(Excerpts from a point labeling dataset)
>> START
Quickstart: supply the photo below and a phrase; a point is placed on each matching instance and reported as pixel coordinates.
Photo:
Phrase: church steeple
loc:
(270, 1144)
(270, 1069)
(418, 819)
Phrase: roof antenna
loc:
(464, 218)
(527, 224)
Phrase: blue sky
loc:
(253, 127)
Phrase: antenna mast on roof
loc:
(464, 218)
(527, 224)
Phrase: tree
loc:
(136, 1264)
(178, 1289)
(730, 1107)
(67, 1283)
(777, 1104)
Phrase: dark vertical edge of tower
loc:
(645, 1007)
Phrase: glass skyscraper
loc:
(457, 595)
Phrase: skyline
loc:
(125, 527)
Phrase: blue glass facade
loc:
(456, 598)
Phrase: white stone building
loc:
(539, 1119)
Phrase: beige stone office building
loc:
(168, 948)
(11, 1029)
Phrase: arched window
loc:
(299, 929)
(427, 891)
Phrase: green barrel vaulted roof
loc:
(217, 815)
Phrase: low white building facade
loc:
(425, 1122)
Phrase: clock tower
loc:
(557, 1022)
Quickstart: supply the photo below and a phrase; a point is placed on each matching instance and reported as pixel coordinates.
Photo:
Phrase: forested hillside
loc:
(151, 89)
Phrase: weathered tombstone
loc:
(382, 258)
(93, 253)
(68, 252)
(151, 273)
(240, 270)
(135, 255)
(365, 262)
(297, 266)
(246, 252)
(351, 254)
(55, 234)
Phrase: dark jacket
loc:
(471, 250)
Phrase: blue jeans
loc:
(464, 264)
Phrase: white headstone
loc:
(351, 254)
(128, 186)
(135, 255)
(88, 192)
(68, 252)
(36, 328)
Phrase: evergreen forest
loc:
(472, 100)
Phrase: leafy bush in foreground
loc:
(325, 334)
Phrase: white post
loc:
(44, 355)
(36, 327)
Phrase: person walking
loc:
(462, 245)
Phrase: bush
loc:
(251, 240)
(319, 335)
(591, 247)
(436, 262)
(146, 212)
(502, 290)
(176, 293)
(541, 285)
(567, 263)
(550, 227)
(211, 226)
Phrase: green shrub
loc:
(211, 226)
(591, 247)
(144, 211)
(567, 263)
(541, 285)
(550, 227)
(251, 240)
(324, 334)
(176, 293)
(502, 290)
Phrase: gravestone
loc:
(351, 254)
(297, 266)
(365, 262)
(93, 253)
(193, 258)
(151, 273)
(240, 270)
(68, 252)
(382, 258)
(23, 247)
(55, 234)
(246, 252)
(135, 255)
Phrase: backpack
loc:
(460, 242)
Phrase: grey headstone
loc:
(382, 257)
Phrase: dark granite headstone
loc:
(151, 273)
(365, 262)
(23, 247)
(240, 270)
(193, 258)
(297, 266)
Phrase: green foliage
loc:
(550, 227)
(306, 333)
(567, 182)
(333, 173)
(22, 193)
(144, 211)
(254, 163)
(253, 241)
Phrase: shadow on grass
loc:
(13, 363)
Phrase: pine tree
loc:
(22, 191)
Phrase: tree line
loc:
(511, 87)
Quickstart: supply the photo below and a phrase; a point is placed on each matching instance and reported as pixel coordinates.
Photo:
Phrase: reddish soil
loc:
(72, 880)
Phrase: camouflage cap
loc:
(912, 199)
>> END
PROBLEM REQUIREMENTS. Reproduce everything from the line "Phrase: dark granite headstone" down to the end of the records, substituting "leaves" for "foliage" and leaving all else unchanged.

PROBLEM SOLUTION.
Phrase: dark granite headstone
loc:
(151, 273)
(365, 262)
(23, 247)
(240, 270)
(193, 258)
(297, 266)
Phrase: green leaves
loc:
(550, 227)
(306, 333)
(567, 182)
(333, 173)
(22, 193)
(144, 211)
(254, 163)
(253, 241)
Phrase: shadow on grass
loc:
(13, 363)
Phrase: pine tree
loc:
(22, 191)
Phrase: tree line
loc:
(511, 87)
Quickstart: supply the photo below and a phrase; a point is placed on each matching instance and reported as pixel coordinates.
Photo:
Phrase: reddish soil
loc:
(72, 880)
Phrase: camouflage cap
loc:
(912, 199)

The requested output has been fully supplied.